- Exercise prompt: Starting with the line that contains "Segment the target" and stopping after the line that contains "positive clicks: (728, 306) (716, 307)", copy the entries below exactly. Include nothing else.

- Data provided:

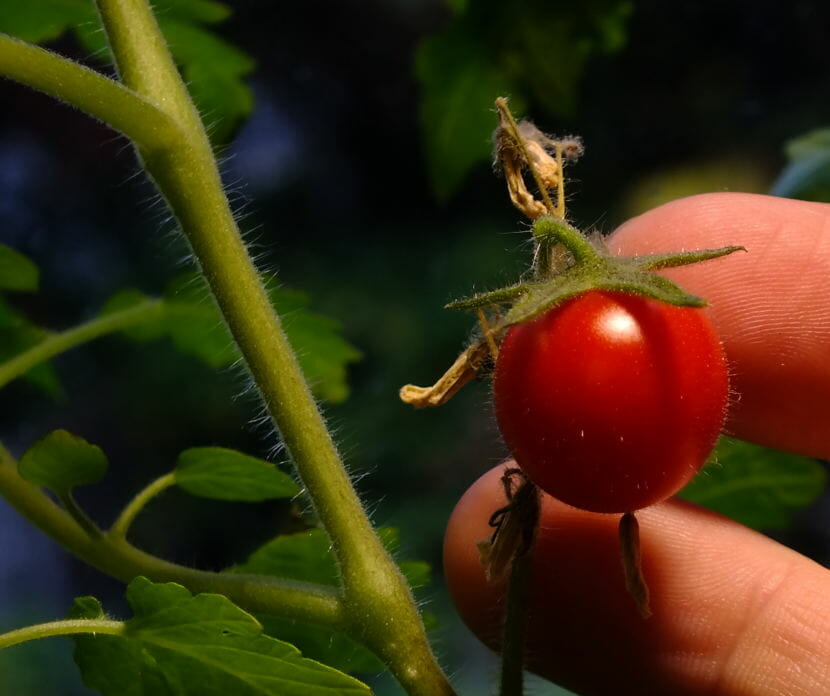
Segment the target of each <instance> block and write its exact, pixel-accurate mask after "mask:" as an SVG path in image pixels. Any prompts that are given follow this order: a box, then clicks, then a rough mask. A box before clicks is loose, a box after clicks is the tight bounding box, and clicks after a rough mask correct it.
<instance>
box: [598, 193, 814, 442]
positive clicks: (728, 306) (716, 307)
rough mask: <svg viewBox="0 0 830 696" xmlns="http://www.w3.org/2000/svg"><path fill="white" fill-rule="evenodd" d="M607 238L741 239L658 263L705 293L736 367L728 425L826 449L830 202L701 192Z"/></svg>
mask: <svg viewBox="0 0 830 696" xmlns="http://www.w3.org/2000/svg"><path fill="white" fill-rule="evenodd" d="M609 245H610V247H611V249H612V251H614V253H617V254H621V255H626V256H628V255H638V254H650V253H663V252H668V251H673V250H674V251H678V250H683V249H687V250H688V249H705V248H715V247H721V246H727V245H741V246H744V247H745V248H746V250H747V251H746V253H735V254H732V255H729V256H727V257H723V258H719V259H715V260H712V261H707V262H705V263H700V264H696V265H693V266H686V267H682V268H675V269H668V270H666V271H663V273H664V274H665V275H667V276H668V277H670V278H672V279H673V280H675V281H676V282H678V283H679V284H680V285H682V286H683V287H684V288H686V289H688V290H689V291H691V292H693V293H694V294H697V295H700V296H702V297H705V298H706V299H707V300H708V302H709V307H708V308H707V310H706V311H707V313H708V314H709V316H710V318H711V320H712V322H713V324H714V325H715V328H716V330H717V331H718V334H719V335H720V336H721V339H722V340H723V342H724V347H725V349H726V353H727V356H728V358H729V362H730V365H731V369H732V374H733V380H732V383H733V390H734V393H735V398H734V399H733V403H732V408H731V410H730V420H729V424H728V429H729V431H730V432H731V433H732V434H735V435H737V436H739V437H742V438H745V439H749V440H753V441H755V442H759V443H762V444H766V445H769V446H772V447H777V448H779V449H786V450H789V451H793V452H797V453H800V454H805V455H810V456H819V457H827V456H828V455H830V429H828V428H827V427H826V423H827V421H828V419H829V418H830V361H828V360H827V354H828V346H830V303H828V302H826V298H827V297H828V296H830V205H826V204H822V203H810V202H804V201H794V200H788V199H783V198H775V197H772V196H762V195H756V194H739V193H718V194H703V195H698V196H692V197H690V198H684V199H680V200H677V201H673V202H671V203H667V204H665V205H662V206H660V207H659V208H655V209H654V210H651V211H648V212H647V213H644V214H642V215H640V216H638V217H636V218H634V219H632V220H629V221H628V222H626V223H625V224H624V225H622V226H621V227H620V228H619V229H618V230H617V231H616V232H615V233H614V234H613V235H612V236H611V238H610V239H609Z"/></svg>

...

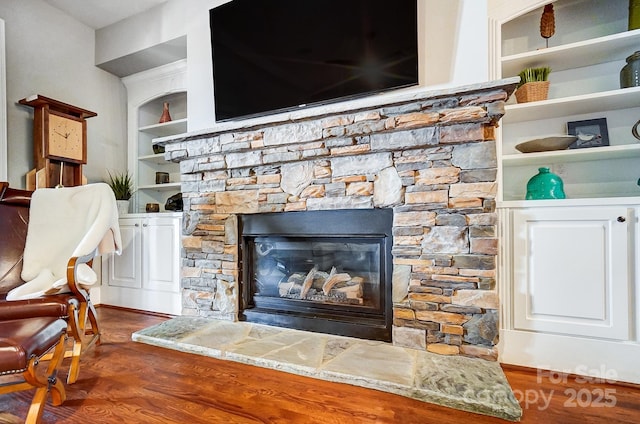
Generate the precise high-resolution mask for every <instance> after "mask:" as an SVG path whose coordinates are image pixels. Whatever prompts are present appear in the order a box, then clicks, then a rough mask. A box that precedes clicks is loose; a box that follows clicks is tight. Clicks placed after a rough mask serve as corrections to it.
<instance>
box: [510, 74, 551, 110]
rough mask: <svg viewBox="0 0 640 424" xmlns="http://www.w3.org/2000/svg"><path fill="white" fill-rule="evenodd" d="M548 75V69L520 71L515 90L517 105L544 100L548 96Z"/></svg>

- Expected answer:
Segment the target of each <instance> block and write its exact, pixel-accurate mask after "mask:" as an SVG path in image pixels. Any prompts that are given follow this order: a box, then clicks, then a rough mask. A box before clicks is loose, a box after clicks is the tight bounding box, and clicks after a rough mask correct it.
<instance>
box: [598, 193, 814, 442]
positive clicks: (728, 306) (716, 307)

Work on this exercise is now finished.